- _Text_:
Speaking about Linux page cache efficiency – yes, thanks for catching me. However it is all relative – for single disk you can do about 100-150 random IOs per second. For Page cache you can do some 1000 times more which is gread, however when data is in process memory you can do some 10 times more operations still.
So if your load is IO bound it is most important to get it cached ether in OS memory or in MySQL cached. If you’re getting CPU bound you should look for caching data in process memory.
Kevin,
Oh. I still forgot to comment on your bulk inserts thing. Yes that is kind of typical challange of throughtput and latency. There are very many cases when improving one hurts another and you need to find proper ballance.
Especially with MyISAM and good sized bulk_insert_buffer_size performance improvement can be dramatic. Sometimes I’ve got 100 times increase (using 100.000 values per insert statement or so) – The tricks are however to increse max_allowed_packet as well and keep key_buffer_size larger than bulk_insert_buffer_size otherwise performance could go down.
Kevin, LiveJournal uses DRBD with MySQL, for failover master server pairs. InnoDB and if one dies the other is started up, does file system recovery, then does InnoDB recovery.

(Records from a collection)
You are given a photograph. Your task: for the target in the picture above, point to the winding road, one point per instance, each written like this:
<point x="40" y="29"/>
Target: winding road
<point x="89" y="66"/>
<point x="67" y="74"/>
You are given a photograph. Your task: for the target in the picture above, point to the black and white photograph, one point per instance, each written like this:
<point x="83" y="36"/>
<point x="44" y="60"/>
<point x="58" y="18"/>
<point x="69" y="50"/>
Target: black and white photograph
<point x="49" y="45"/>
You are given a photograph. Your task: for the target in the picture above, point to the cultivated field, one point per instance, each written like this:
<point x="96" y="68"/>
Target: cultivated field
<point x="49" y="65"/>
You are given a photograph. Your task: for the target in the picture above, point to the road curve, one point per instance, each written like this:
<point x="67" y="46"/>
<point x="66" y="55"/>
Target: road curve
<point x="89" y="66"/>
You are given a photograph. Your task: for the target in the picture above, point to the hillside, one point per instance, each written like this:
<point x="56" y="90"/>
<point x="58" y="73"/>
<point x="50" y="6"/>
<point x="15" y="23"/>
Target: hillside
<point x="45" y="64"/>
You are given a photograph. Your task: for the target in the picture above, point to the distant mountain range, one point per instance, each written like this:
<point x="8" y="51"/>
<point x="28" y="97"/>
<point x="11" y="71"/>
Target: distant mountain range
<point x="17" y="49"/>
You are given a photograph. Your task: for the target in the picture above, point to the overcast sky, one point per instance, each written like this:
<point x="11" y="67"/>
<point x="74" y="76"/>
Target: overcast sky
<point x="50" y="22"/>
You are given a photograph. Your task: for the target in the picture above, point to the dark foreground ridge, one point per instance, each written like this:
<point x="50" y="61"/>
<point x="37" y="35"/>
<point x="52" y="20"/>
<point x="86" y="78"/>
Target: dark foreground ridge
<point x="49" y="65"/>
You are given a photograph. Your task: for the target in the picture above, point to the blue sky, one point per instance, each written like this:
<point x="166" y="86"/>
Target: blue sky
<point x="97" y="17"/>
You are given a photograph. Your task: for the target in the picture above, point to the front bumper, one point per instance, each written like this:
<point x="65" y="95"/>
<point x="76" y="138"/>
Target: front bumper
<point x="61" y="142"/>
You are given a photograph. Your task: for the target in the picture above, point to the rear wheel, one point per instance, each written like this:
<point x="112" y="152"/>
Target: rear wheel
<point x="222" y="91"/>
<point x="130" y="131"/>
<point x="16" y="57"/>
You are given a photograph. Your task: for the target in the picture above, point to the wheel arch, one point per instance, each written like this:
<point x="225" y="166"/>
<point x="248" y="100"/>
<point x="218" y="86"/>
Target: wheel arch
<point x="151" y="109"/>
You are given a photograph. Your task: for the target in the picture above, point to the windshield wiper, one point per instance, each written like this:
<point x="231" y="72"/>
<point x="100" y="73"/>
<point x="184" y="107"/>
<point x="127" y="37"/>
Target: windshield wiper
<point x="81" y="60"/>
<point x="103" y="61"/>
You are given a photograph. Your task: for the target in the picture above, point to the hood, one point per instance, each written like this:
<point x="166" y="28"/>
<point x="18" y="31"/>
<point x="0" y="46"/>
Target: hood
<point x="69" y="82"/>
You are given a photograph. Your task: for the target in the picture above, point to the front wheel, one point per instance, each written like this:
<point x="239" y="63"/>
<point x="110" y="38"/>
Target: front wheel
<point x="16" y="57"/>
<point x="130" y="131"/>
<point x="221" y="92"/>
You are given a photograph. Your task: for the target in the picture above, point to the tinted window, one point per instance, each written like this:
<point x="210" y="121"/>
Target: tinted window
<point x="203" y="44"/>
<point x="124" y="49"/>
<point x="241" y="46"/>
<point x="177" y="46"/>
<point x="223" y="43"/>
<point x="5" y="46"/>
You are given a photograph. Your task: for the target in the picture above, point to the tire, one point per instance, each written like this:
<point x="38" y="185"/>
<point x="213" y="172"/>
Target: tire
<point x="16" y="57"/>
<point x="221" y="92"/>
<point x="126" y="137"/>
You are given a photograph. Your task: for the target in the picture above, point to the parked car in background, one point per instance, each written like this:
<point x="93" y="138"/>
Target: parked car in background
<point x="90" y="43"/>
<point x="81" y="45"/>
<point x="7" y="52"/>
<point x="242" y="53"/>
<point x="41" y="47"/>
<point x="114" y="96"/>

- _Required work_:
Continue the forum discussion of MySQL caching and performance from the point at which it ends. The records originate from a separate source.

- _Exercise result_:
Sometimes the cache efficiency can be addressed as Wikipedia does it. Splits groups of languages into sets of servers. Within each set, all servers get all writes via replication. Each language in the group is assigned to one or more slaves for the read part of the load. Because each slave is serving and caching only a portion of the work the effective cache size ends up closer to the sum of the cache sizes of all of the slaves. It made a major performance difference.
James Day, Support Engineer, MySQL AB and first DBA, Wikipedia.
James,
You’re right. DRBD makes great addition to MySQL replication, however it is not alternative if you’re also looking for increased performance, not only high availability.
Partitioning on read workload is good way to increase cache efficiency. In Wikipedia case it is not hard as languages are pretty much independent. As you however already mention you assign group of slaves for single language… this is where you’ve got to have this problem again. The reason it worked well for Wikipedia is likely – single language is small enough so it fits well in memory in single server, in this case it does not matter much. If your working set is 10G it does not matter if your effective cache size is 12G or 120G.
I’m quite curious how further growth would be archived. I guess you will still end up with partitioning and having different languages in different replication groups otherwise at some point in time replication will not be able to keep up. This would of course require very large amount of contributors to provide such write traffic.
Same about language – if working set of single language would grow to 100G or more before it would become typical size of memory on the server there may be troubles.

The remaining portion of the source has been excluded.